- What you will do
1/ In the Harvard passage, list every person who is given the title "President."
2/ Answer from the Harvard passage, each on its own line:
(a) How many years did Eliot's term last?
(b) What travel time to Park Street did the subway plan aim for?
(c) What was the score of Harvard's win at New Haven?
3/ Does each statement agree with the Harvard passage? Answer yes or no and quote the words that decide it.
(a) Lowell was a professor of Government when he replaced Eliot.
(b) The Titanic sank in the fall of 1912.
(c) Lowell organized the freshman dormitories.

By Margaret VON Szeliski

On April 15, 1912, the sinking of the Titanic broke in on the spring sports season, and one week later it was duly noted that the victims included three graduates of the Colleg, among them Harry Elkins Widener '07. The sinking of the unsinkable wounded America's spirit of progress during the reign of the "sacred triumvirate": God, prosperity, and the Republican party. That the disaster should touch Harvard so directly was ironically appropriate, for Harvard in the early 1900's was the ne plus ultra of gentlemanly self-assurance.

An Advocate of the day advised that "the Freshman who keeps himself natural and normal need not worry about his future in Harvard College. Inevitably he will make good." No doubt this was good news to the class of 1912 that arrived here in the fall of '08.

President Eliot resigned in 1908 after a 40-year term in which he launched the Graduate School of Arts and Sciences and the School of Business Administration. Replacing him was A. Lawrence Lowell, then professor of Government.

In his Gov 1 lecture on the morning after his nomination, Lowell responded to hearty applause with a call for closer cooperation between administration and students: "We must work together," he said, "in building up the noblest institution in the land." An era of change was begun at Harvard.

Change was coming to the city, too, as Cambridge approved plans for a subway line from Boston out to Harvard Square. Eight minutes to Park Street was the goal, and plans that described the subway's "shelter" referred only to the roof-structure above ground that would protect passengers from Cambridge rain.

Meanwhile, College Men in capital letters perused the diagrammatic play-by-play reports of the weekend's football game that were published on Monday mornings. A faculty resolution attacking overemphasis on intercollegiate athletics the year before had not dampened their enthusiasm, and Men in the cheering section were careful to secure crimson handkerchiefs to flourish during the singing of the "Marseillaise."

A professional military band was hired for the annual football classic, and Harvard triumphed 4-0 at New Haven in its first Eli victory in seven years.

Nineteen-twelve returned to its sophomore year to be greeted by the annual tribute to the Union, which then charge a membership fee, as "the eating-place which alone in Cambridge supplies the need of first-class restaurant fare." This formality completed, those who wanted to join did and those who didn't, didn't; the Union continued to serve as a center for speech-making and class "smokers."

On another side of the social life, a Cambridge gentlewomen advertised that "Harvard '09 men agreed it was 'remarkable' to learn the WALTZ in three (private) lessons." For formal wear, it was the "Mac Hurdle" full dress shirt: Absolutely no bulge," Mac Hurdle claimed; the patented band and bosom does it.

In the Spring, the Lampoon held a house warming in its Mt. Auburn Street castle, complete with an English bar room dismantled, transported, and reconstructed for 'Poonie purposes.

President Lowell introduced a modified elective system based on the principle of "knowing a little of everything well." It was expected that the plan would encourage students to give their entire College program some forethought.

Believing that "a boy's career in college is largely determined by his Freshman Year, Lowell also organized the freshman dormitories, with an eye toward facilitating the process of advising young men moving from stricter prep schools to Harvard freedom.

In football, Lowell inveighed against a "trained band of gladiators" advocated instead a squad drawn form the top of a large group of student players. Reflecting a national concern over football deaths that caused President Roosevelt's threat to ban the sport if it weren't "cleaned up," Lowell noted that new safety rules, in addition to the recent legalization of the forward pass, were being considered.

- Data
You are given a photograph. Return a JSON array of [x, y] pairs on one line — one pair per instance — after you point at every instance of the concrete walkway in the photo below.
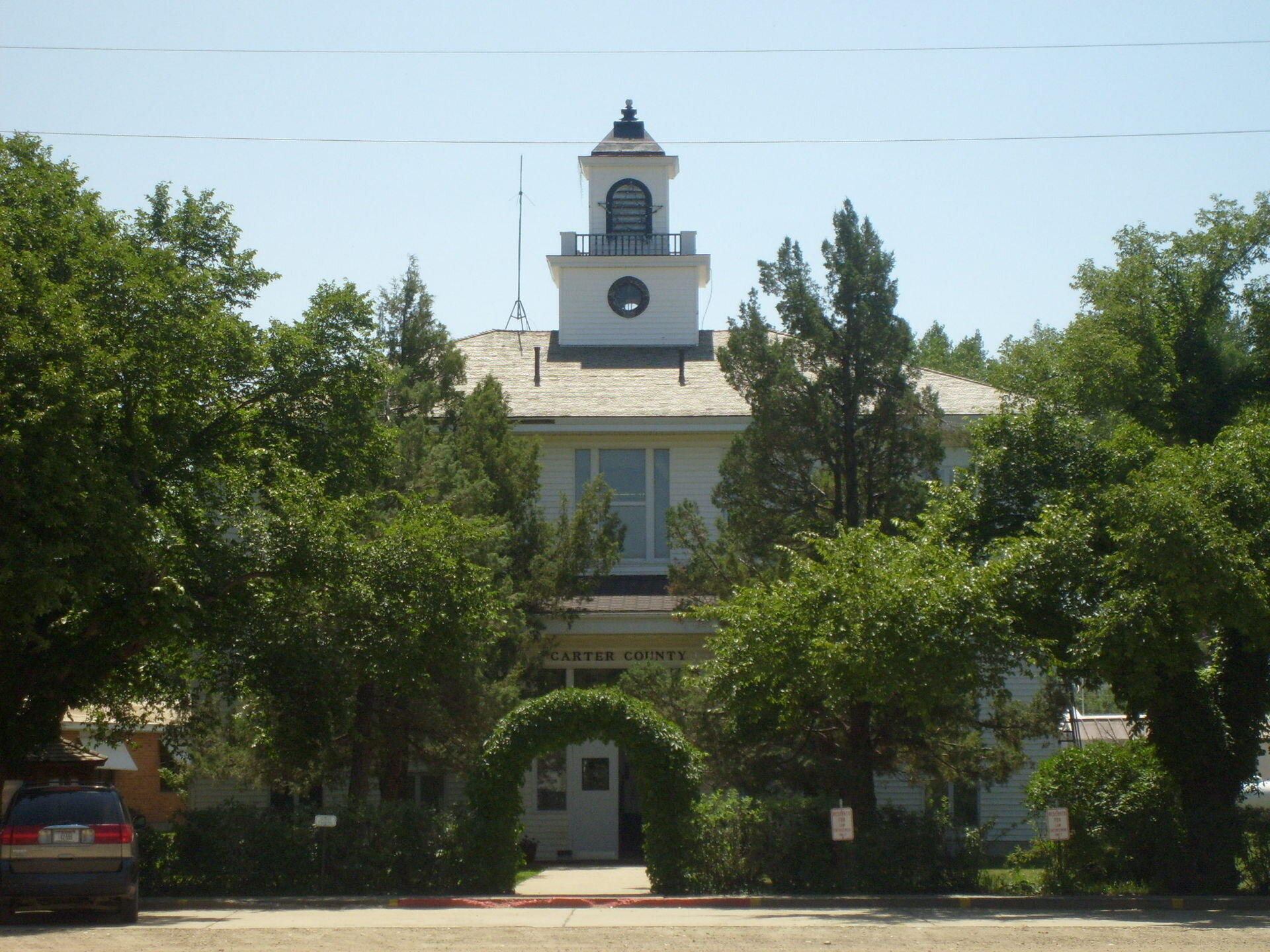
[[587, 880]]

- Outputs for the tasks
1/ Eliot, Lowell, Roosevelt

2/
(a) 40 years
(b) Eight minutes
(c) 4-0

3/
(a) Yes: "then professor of Government"
(b) No: "On April 15, 1912, the sinking of the Titanic"
(c) Yes: "Lowell also organized the freshman dormitories"